Text zum Lesen:
——

Spieler von Lupo Martini feiern ein Tor

Lupo hat’s erfunden

Lupo hat’s erfunden

1962 gründeten junge Italiener in Wolfsburg Deutschlands ersten Gastarbeiterverein. Aus Lupo Martini wurde ein beispielloses Erfolgsprojekt, für kontinuierliche sportliche Entwicklung und gelungene Integration.

Deutschland Anfang der 60er-Jahre. Die Wirtschaft läuft wieder auf Hochtouren, nur die Arbeitskräfte sind knapp. Große deutsche Unternehmen wie Volkswagen suchen händeringend nach fähigen Arbeitskräften. Sie finden sie unter anderem in den Dörfern Mittel- und Süditaliens. Am 17. Januar 1962 kommen die ersten rund 100 italienischen Gastarbeiter am Wolfsburger Bahnhof an. Tausende werden ihnen folgen. Eine Bronzestatue, die einen Italiener mit Koffer zeigt, erinnert noch heute an ihre Ankunft.

——

Zu erledigende Aufgaben:
1. Entnimm dem Text über Lupo Martini wortgetreu den Abschnitt, der mit den Worten um „Spieler von Lupo“ einsetzt und mit „an ihre Ankunft.“ schließt.
2. Übersetze bitte den folgenden Satz aus dem Text über Lupo Martini ins Englische: „Am 17. Januar 1962 kommen die ersten rund 100 italienischen Gastarbeiter am Wolfsburger Bahnhof an.“
3. Führe jeden Satz des Absatzes im Text über Lupo Martini, der mit „Deutschland Anfang der 60er-Jahre.“ beginnt, einzeln auf.
Die anschließenden Zeilen haben mit dem Text über Lupo Martini nichts zu tun.

Bereitgestellte Daten:
——

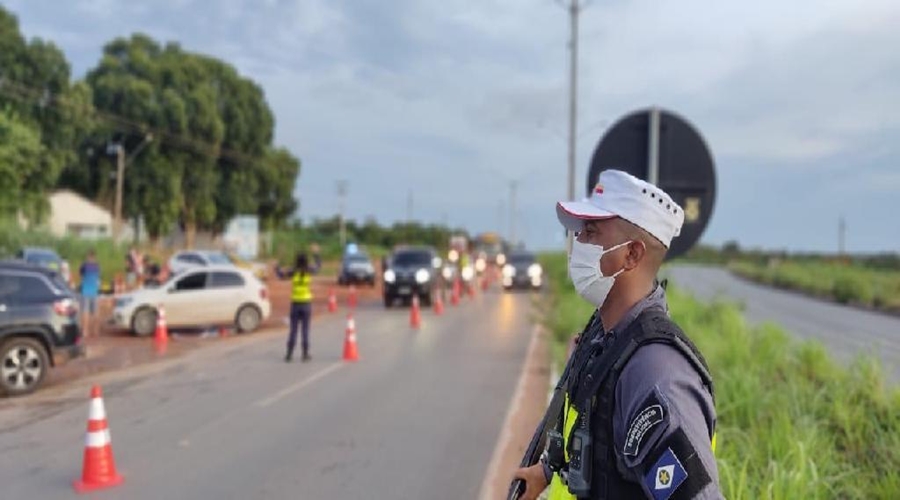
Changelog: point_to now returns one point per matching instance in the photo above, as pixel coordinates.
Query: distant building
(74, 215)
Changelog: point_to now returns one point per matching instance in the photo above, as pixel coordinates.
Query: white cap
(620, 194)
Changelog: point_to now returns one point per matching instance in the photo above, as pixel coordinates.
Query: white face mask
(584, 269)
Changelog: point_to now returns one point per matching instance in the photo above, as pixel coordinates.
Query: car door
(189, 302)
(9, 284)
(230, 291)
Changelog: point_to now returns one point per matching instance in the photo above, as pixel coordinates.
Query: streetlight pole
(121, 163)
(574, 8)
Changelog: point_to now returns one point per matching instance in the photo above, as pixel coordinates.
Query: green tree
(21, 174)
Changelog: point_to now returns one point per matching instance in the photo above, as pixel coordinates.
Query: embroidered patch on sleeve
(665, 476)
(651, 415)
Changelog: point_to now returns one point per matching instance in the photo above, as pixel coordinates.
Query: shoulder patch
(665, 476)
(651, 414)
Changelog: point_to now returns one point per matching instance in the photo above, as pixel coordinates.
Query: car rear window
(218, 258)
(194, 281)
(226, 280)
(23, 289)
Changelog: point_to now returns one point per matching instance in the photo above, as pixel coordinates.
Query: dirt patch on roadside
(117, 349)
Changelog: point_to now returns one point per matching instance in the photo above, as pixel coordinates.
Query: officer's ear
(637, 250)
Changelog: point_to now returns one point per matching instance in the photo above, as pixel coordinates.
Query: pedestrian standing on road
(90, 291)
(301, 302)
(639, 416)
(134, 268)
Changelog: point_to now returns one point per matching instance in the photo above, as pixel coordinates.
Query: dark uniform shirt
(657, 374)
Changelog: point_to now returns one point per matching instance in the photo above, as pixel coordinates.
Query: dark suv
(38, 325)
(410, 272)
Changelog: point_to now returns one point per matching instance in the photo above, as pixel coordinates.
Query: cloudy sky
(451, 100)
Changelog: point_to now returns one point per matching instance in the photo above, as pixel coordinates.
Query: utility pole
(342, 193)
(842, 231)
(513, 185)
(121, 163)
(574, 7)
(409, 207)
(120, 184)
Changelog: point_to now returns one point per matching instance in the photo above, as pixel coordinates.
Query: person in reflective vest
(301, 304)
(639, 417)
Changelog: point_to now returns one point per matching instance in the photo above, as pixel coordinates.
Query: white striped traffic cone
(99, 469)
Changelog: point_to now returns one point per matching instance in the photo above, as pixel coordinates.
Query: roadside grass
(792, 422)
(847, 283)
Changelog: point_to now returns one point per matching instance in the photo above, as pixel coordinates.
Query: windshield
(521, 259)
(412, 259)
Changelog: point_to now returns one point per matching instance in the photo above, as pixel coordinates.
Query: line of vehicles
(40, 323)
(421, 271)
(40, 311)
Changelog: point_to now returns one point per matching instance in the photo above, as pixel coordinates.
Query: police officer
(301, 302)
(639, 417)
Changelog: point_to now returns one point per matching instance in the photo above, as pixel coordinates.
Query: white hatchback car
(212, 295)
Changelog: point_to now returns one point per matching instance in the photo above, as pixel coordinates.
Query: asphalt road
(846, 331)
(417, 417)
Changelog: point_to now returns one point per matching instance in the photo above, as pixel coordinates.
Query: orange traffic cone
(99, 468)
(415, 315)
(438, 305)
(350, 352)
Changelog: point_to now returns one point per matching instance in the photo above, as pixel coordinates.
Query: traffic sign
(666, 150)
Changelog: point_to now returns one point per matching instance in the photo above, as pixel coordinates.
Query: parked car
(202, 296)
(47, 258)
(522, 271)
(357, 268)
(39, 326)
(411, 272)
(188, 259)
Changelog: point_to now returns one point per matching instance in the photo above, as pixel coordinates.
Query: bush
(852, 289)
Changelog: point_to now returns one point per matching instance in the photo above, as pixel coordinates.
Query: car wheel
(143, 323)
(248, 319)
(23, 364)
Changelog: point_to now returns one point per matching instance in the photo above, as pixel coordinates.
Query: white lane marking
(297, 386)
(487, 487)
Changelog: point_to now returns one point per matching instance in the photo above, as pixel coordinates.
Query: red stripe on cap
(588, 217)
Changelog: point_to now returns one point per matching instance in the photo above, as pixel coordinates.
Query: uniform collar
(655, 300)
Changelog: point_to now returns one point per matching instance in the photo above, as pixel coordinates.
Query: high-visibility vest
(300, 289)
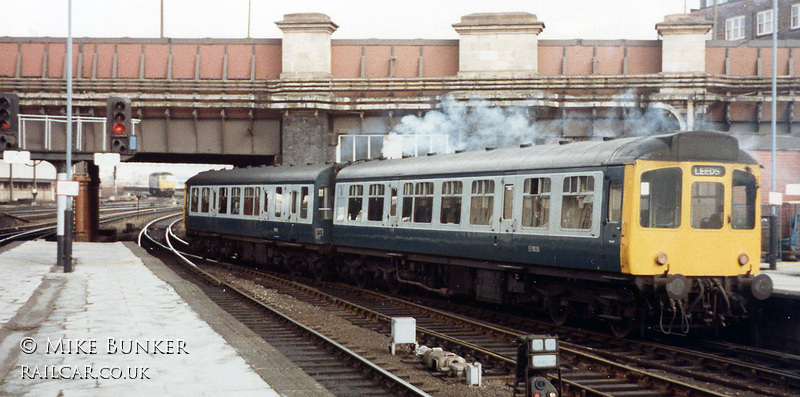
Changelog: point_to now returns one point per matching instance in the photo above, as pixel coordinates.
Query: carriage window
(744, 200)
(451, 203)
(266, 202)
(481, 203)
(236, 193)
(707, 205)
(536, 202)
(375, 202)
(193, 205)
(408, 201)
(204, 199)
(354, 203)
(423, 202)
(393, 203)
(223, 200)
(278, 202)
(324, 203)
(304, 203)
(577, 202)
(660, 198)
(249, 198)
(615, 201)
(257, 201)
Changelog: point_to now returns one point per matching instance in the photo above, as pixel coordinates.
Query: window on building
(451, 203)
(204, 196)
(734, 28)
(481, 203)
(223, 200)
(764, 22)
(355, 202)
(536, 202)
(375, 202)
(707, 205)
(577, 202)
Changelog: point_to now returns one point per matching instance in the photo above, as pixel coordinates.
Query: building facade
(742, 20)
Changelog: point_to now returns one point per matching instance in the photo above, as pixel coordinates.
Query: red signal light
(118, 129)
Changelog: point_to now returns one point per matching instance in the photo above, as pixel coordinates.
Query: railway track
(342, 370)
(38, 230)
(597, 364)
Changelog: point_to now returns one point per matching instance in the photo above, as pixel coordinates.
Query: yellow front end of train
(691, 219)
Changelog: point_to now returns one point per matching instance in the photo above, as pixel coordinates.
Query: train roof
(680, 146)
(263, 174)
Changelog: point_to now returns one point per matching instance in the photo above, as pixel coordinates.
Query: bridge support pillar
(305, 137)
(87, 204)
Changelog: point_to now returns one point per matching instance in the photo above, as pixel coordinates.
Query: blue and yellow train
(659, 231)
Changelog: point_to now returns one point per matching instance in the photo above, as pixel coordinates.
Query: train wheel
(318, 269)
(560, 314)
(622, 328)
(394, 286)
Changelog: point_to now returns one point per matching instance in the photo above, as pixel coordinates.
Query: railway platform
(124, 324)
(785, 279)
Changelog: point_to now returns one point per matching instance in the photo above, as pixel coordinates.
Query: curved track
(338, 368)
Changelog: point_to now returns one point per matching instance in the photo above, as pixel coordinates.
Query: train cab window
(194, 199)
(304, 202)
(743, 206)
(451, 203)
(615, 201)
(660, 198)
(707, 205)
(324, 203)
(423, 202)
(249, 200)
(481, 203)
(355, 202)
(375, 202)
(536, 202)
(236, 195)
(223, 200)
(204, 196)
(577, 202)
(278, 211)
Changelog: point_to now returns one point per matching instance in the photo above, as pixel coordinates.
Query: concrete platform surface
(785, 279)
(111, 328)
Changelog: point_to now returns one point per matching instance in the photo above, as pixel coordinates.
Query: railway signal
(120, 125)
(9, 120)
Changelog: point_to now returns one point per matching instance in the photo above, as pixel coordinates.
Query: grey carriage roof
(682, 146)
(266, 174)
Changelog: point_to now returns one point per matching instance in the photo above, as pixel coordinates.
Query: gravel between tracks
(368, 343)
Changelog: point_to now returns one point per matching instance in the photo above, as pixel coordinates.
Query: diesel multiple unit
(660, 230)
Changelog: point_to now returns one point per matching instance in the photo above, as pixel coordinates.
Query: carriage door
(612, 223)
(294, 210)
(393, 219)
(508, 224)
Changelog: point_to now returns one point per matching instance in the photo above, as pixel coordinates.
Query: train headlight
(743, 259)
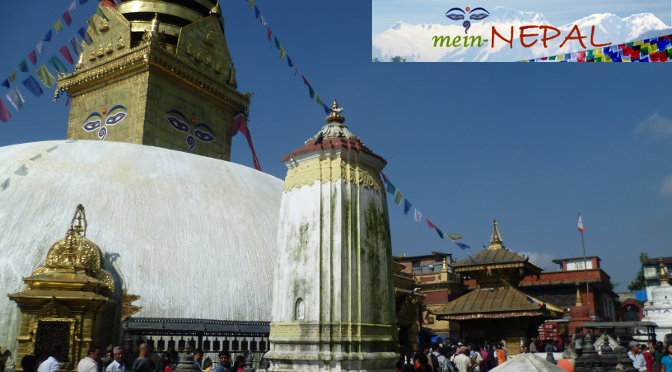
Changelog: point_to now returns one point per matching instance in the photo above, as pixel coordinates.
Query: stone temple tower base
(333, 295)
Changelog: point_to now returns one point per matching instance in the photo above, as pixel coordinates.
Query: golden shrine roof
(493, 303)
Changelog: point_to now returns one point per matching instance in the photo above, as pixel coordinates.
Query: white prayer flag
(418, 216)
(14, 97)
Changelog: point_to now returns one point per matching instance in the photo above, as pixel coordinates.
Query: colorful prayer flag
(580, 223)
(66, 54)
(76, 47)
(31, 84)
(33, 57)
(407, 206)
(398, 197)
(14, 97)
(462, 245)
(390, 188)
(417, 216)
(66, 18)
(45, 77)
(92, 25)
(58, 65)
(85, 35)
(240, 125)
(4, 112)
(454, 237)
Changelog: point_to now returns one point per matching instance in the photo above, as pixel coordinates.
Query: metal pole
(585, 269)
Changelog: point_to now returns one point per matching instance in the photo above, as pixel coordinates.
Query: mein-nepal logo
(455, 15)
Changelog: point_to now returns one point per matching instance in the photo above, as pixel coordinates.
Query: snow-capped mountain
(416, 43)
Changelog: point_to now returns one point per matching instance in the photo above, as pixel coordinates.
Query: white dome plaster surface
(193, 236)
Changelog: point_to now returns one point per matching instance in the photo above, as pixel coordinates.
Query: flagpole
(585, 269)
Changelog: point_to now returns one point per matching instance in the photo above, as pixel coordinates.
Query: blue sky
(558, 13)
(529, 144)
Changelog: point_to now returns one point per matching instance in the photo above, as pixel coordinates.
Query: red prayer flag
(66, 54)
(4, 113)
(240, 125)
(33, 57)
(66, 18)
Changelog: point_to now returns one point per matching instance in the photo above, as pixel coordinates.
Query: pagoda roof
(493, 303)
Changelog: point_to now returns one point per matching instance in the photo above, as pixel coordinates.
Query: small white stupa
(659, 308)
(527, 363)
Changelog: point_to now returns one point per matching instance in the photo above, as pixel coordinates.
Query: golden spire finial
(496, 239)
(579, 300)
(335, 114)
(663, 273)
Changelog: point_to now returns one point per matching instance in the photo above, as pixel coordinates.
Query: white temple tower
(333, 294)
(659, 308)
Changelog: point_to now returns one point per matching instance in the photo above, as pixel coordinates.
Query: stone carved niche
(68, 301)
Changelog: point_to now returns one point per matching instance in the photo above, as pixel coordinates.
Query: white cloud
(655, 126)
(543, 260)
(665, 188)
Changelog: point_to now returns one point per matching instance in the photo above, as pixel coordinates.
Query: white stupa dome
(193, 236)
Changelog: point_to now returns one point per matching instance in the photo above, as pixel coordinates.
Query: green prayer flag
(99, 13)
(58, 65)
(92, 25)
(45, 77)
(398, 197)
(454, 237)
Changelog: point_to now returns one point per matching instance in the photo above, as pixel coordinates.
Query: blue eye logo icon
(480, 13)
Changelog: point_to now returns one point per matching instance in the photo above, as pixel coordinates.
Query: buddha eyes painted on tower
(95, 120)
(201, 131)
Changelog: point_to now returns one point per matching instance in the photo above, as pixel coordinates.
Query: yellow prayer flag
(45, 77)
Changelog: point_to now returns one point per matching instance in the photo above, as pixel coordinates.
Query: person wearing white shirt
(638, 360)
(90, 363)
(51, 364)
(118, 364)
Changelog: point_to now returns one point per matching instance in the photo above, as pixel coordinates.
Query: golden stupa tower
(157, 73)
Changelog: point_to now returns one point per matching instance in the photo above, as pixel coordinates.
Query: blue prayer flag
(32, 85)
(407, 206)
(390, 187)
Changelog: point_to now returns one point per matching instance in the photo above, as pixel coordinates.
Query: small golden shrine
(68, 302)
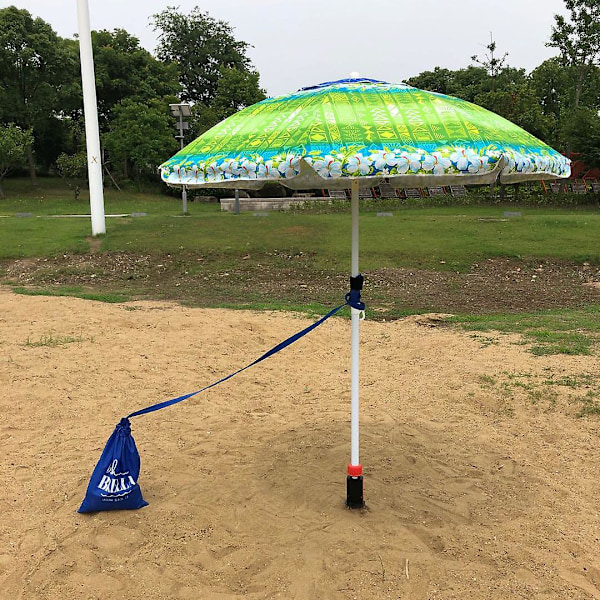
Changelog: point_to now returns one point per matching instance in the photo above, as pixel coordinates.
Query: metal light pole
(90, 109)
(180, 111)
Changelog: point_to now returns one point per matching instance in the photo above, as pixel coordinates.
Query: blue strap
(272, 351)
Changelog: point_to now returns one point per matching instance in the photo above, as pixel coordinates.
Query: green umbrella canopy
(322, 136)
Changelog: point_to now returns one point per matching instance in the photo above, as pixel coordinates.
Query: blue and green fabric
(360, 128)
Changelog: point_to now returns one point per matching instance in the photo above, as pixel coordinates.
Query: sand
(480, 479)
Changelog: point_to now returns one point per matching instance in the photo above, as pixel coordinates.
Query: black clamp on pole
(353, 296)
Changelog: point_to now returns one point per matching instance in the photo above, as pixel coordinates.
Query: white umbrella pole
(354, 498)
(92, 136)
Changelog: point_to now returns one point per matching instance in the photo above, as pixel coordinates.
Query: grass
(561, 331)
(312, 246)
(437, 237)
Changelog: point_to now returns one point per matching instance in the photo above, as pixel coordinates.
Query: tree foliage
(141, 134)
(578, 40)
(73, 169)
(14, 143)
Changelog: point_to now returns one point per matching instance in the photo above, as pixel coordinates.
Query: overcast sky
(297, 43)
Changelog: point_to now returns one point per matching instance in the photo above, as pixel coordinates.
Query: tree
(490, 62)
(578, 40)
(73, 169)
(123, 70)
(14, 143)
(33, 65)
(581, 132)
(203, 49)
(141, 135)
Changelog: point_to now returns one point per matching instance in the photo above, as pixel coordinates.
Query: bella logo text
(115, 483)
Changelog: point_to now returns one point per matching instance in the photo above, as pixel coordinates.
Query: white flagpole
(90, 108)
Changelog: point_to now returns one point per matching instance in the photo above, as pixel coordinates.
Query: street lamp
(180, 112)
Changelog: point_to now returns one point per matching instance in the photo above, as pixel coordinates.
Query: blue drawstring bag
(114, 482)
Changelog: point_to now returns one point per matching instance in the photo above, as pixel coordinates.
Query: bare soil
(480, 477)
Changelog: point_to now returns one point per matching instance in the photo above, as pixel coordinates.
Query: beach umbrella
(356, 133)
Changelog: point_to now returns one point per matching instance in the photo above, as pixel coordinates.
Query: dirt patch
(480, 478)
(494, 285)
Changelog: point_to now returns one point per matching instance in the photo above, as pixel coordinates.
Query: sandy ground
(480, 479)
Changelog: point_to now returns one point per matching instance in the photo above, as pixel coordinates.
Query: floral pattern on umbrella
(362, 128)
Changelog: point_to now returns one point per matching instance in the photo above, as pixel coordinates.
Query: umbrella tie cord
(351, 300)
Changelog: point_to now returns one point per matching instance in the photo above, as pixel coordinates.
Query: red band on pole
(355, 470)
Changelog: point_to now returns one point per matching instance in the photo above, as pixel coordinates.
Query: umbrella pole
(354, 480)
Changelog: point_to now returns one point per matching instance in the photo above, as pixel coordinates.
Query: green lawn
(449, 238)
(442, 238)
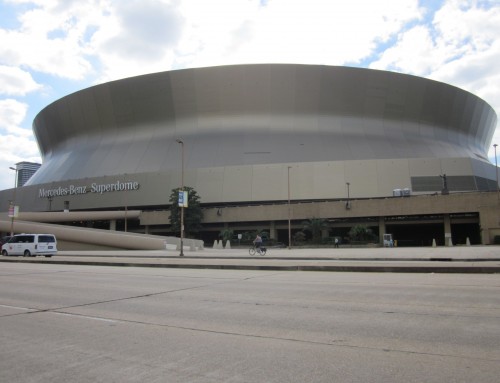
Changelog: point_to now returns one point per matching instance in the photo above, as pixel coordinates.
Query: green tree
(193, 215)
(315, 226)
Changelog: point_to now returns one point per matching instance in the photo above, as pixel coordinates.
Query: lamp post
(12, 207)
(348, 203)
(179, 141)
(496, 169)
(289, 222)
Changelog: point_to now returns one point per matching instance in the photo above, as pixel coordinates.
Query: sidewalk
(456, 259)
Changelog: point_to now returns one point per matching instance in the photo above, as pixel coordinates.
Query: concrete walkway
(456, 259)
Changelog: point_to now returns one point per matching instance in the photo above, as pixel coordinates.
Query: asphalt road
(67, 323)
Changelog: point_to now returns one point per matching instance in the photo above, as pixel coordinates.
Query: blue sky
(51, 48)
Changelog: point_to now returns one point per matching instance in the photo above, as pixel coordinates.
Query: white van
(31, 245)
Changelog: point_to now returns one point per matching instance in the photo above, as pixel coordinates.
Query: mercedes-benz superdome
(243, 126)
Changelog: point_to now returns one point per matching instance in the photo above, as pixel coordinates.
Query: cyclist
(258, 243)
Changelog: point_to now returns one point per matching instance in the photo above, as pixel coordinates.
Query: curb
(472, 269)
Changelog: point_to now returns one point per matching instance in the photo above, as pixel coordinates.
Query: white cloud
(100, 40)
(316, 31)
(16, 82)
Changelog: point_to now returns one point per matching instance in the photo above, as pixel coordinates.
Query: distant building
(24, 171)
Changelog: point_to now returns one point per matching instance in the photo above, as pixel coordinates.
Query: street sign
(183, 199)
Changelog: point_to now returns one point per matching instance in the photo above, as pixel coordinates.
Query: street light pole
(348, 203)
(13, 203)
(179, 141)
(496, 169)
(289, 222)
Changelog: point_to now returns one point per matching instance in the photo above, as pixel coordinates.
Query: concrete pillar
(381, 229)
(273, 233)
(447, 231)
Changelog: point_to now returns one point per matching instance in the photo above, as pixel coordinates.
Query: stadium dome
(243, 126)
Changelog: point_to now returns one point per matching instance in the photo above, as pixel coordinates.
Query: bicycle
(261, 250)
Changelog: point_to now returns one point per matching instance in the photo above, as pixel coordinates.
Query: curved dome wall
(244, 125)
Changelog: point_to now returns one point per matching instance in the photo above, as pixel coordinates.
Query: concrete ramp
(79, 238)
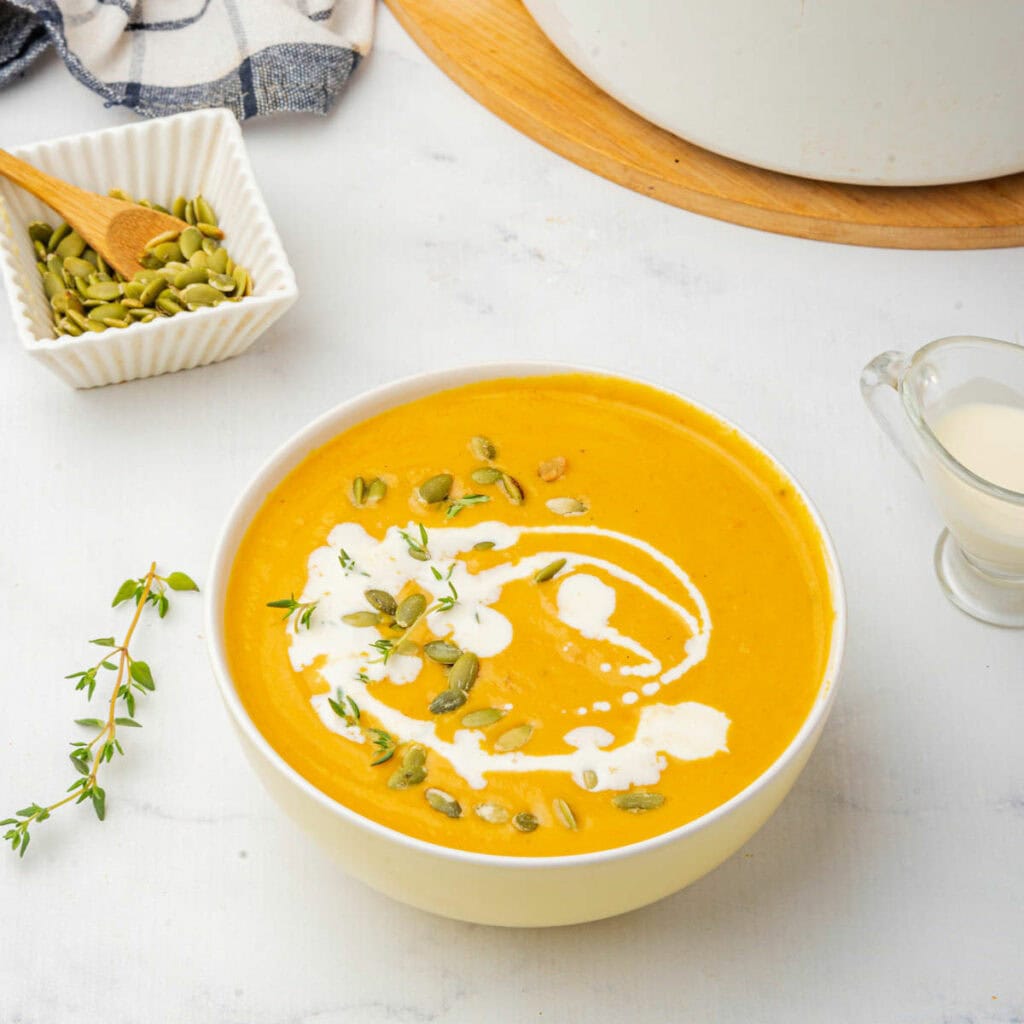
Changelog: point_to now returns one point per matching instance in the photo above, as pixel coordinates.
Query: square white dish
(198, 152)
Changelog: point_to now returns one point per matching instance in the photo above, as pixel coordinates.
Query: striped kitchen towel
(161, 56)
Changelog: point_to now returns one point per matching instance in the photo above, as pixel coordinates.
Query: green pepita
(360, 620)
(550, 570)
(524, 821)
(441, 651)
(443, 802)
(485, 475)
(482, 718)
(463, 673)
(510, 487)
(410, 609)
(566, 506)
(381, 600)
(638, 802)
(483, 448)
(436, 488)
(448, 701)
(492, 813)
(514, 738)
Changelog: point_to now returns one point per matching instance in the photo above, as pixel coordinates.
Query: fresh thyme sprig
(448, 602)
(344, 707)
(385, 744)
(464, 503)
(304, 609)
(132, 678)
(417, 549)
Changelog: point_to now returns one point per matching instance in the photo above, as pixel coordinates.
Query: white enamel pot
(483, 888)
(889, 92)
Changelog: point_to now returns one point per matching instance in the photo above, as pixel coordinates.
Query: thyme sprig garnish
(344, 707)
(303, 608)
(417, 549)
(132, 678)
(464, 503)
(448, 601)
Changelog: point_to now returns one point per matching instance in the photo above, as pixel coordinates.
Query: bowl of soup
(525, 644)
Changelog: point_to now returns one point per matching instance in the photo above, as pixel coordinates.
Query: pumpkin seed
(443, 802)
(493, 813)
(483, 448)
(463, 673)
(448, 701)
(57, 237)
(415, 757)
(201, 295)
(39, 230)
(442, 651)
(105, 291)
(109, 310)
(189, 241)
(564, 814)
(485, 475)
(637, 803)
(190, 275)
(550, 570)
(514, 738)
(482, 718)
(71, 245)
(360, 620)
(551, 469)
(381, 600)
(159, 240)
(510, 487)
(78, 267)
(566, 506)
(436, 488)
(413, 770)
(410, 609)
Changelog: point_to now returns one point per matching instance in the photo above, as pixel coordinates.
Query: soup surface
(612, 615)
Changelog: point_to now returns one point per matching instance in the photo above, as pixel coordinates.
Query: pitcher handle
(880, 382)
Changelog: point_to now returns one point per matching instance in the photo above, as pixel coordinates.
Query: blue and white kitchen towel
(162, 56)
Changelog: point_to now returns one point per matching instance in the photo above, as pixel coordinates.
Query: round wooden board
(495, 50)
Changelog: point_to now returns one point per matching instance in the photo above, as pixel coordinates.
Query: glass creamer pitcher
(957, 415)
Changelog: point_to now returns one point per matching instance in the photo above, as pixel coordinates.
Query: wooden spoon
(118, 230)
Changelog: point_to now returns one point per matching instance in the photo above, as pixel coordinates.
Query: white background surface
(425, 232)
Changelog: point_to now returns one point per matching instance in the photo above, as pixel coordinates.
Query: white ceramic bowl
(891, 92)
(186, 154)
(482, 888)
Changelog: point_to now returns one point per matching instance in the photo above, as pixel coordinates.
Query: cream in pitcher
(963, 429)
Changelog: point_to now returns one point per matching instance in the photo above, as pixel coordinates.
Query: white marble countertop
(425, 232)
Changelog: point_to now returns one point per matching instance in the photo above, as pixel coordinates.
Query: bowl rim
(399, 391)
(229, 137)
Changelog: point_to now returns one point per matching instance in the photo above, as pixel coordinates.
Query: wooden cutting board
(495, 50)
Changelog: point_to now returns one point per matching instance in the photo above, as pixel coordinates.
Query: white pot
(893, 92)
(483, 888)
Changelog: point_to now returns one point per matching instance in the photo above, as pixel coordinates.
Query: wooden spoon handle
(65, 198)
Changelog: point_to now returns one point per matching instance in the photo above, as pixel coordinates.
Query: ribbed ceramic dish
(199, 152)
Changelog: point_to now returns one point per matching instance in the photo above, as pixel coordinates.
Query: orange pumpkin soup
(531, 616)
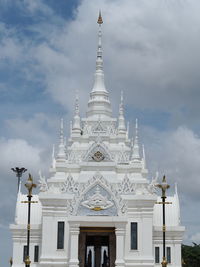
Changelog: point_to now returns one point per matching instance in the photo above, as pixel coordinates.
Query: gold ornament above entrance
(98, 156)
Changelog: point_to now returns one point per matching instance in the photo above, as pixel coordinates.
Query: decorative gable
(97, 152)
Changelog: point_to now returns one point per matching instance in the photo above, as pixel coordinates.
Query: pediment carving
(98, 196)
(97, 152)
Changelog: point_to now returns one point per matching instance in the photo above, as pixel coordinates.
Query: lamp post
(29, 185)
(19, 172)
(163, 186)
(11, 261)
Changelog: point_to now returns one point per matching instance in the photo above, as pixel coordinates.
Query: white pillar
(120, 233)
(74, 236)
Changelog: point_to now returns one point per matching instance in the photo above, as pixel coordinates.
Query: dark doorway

——

Antworten zu Aufgaben:
1.
Spieler von Lupo Martini feiern ein Tor

Lupo hat’s erfunden

Lupo hat’s erfunden

1962 gründeten junge Italiener in Wolfsburg Deutschlands ersten Gastarbeiterverein. Aus Lupo Martini wurde ein beispielloses Erfolgsprojekt, für kontinuierliche sportliche Entwicklung und gelungene Integration.

Deutschland Anfang der 60er-Jahre. Die Wirtschaft läuft wieder auf Hochtouren, nur die Arbeitskräfte sind knapp. Große deutsche Unternehmen wie Volkswagen suchen händeringend nach fähigen Arbeitskräften. Sie finden sie unter anderem in den Dörfern Mittel- und Süditaliens. Am 17. Januar 1962 kommen die ersten rund 100 italienischen Gastarbeiter am Wolfsburger Bahnhof an. Tausende werden ihnen folgen. Eine Bronzestatue, die einen Italiener mit Koffer zeigt, erinnert noch heute an ihre Ankunft.

2. On January 17, 1962, the first roughly 100 Italian guest workers arrive at the Wolfsburg train station.

3.
- Deutschland Anfang der 60er-Jahre.
- Die Wirtschaft läuft wieder auf Hochtouren, nur die Arbeitskräfte sind knapp.
- Große deutsche Unternehmen wie Volkswagen suchen händeringend nach fähigen Arbeitskräften.
- Sie finden sie unter anderem in den Dörfern Mittel- und Süditaliens.
- Am 17. Januar 1962 kommen die ersten rund 100 italienischen Gastarbeiter am Wolfsburger Bahnhof an.
- Tausende werden ihnen folgen.
- Eine Bronzestatue, die einen Italiener mit Koffer zeigt, erinnert noch heute an ihre Ankunft.